To do: The lines to extract start at the one containing "Note: we are tagging the metal" and end with the last line; give them exactly and nothing more.

Stored rows:
-*-*-

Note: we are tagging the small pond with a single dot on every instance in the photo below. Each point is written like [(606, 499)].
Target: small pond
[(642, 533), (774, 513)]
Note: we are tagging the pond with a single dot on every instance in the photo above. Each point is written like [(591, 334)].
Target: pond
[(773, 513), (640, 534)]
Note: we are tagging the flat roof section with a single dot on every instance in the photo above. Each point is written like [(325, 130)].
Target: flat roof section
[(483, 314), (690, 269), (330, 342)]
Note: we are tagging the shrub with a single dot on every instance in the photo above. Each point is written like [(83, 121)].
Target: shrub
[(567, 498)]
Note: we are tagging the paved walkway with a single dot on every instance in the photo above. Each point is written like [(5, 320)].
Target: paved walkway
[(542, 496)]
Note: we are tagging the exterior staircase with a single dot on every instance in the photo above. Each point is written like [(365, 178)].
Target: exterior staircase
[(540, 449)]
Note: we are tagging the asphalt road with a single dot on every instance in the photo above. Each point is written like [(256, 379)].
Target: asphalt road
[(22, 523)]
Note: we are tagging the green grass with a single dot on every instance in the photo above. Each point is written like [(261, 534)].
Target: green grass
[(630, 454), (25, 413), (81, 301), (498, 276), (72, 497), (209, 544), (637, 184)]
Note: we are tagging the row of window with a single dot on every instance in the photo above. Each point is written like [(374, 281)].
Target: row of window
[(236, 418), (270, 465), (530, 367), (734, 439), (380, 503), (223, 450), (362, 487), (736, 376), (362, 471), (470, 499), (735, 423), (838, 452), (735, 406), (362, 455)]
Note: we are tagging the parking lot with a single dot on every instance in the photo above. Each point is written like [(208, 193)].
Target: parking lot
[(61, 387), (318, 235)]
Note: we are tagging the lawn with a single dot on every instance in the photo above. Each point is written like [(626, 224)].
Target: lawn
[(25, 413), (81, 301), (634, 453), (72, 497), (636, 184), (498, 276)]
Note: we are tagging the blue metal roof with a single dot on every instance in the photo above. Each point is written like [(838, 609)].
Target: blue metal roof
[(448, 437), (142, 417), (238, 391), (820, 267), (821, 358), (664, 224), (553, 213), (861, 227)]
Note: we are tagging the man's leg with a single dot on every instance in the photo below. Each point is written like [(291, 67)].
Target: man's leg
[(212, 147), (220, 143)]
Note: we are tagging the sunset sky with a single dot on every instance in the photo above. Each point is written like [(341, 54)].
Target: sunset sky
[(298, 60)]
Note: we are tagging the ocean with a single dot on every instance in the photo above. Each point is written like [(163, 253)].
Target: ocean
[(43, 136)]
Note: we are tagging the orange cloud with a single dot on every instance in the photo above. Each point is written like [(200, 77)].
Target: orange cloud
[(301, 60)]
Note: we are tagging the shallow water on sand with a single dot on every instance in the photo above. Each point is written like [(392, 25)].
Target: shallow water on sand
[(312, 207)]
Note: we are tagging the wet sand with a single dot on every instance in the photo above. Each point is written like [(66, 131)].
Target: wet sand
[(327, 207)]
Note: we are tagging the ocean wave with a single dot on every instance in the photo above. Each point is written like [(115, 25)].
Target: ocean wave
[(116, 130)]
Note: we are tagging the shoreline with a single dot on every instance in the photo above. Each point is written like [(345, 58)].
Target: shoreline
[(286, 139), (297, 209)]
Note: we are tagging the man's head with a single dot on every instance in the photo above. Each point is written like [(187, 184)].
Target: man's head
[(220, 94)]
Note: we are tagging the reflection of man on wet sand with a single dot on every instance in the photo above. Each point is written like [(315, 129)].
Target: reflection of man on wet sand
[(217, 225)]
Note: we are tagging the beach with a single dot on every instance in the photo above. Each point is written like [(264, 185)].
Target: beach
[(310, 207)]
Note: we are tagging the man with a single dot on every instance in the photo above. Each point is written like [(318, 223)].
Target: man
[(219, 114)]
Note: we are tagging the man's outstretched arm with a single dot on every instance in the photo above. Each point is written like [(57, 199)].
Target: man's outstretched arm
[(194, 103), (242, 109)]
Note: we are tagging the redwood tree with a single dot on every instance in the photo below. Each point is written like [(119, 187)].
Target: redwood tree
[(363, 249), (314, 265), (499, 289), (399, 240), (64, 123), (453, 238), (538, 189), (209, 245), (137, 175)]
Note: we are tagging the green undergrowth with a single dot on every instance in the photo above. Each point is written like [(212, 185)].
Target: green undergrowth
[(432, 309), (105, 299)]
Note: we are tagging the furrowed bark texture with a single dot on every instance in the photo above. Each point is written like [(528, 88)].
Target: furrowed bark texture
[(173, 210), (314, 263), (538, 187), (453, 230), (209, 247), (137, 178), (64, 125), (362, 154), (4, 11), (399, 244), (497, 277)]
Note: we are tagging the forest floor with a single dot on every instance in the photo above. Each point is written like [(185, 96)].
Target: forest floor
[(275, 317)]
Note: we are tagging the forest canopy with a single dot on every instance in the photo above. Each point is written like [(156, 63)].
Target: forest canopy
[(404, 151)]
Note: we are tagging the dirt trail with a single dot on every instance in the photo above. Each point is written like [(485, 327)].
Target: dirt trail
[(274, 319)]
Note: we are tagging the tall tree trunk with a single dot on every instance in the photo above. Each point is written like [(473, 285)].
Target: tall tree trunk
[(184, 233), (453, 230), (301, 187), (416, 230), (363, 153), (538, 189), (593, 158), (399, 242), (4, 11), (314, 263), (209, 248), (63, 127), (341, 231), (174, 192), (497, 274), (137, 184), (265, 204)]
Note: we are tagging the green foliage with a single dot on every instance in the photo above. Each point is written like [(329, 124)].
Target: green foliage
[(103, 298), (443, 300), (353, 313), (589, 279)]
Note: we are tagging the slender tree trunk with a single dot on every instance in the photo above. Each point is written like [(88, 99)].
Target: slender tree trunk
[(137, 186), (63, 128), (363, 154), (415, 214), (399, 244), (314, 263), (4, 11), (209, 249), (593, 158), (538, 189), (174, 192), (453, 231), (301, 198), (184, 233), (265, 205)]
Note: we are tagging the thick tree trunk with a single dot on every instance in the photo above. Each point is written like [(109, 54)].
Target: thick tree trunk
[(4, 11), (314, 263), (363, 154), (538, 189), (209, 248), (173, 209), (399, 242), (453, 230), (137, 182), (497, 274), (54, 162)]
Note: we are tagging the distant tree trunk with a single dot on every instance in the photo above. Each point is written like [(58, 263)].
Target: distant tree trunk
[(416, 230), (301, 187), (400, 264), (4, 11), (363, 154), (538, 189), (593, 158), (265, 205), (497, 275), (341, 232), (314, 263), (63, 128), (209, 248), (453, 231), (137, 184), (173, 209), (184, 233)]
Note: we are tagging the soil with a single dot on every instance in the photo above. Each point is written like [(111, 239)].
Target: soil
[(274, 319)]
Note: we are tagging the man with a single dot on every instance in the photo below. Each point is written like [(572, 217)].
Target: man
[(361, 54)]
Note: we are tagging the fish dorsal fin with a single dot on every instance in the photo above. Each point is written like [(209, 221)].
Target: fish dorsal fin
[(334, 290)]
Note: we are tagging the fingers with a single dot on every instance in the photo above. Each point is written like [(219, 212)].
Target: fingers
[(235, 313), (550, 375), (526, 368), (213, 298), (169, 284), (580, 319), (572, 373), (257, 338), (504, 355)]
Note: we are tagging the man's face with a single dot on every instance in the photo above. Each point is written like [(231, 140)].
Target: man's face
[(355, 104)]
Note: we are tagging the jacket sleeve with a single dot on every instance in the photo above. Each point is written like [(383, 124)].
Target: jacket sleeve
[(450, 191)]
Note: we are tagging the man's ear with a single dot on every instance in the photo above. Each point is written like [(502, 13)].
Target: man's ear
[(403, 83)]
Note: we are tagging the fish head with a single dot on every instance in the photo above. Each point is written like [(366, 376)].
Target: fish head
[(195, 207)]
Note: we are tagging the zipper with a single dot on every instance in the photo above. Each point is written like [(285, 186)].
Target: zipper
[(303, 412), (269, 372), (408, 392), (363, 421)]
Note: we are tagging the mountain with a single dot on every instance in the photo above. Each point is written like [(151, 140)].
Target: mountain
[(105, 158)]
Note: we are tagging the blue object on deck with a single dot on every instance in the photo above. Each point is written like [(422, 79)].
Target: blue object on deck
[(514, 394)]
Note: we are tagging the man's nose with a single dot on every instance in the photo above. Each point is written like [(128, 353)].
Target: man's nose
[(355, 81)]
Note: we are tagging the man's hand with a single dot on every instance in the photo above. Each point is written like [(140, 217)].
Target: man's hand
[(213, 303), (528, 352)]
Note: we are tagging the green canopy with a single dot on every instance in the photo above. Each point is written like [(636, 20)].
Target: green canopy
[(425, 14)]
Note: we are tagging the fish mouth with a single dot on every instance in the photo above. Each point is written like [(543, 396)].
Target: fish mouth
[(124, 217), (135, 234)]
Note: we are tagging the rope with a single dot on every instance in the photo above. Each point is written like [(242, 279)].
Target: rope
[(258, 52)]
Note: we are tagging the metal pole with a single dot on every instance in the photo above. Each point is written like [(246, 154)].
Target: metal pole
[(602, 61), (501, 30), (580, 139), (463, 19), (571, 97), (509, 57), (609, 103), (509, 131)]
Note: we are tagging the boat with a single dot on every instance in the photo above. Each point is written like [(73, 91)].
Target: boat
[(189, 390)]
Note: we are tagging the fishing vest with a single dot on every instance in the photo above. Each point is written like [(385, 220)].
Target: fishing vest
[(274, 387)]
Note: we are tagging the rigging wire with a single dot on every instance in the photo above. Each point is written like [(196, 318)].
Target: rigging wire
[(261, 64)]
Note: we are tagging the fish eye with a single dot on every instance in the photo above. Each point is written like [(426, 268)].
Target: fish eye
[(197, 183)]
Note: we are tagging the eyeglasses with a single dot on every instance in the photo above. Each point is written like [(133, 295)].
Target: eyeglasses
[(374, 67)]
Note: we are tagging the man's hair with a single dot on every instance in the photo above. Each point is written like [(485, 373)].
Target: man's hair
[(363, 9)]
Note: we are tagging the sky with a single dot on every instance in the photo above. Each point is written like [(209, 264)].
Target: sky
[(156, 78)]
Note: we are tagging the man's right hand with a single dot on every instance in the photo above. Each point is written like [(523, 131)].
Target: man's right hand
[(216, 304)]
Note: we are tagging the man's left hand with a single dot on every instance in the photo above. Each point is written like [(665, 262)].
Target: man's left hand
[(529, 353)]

-*-*-

Full output:
Note: we are tagging the metal pole with a single dot on every instance in the photo above. Each point is written like [(246, 154)].
Target: metal pole
[(602, 61), (501, 30), (580, 139), (463, 19), (571, 97), (509, 57), (609, 103), (509, 131)]
Note: we are tagging the boat with a single dot on every instance in the photo above. Each point is written like [(73, 91)].
Target: boat
[(189, 390)]
Note: we are tagging the fishing vest with a single dot on every instance in the photo above. Each point is written like [(385, 220)].
Target: fishing vest
[(274, 387)]
Note: we are tagging the rigging wire with a single dot on every instance in the photo above. Each point is written like [(196, 318)].
Target: rigging wire
[(261, 64)]
Note: we are tagging the fish eye with a single dot on every instance in the photo above. Each point is written like [(426, 268)].
Target: fish eye
[(197, 183)]
Note: we are tagging the eyeglasses with a single dot on every instance in the photo above. Each point is written like [(133, 295)].
Target: eyeglasses
[(374, 67)]
Note: we are tagging the man's hair with a single dot on every instance in the photo above. Each point is written like [(485, 373)].
Target: man's hair
[(363, 9)]
Note: we are tagging the sky with a single dot on every instance in the photo above. Each point is written like [(209, 264)].
Target: sky
[(156, 78)]
Note: we are tagging the man's right hand with a single dot on every instance in the photo above. Each point is written like [(523, 131)].
Target: man's right hand
[(216, 304)]
Note: we are tagging the man's left hand with a single dot on every instance in the photo above. Each point is written like [(665, 262)].
Target: man's left hand
[(529, 353)]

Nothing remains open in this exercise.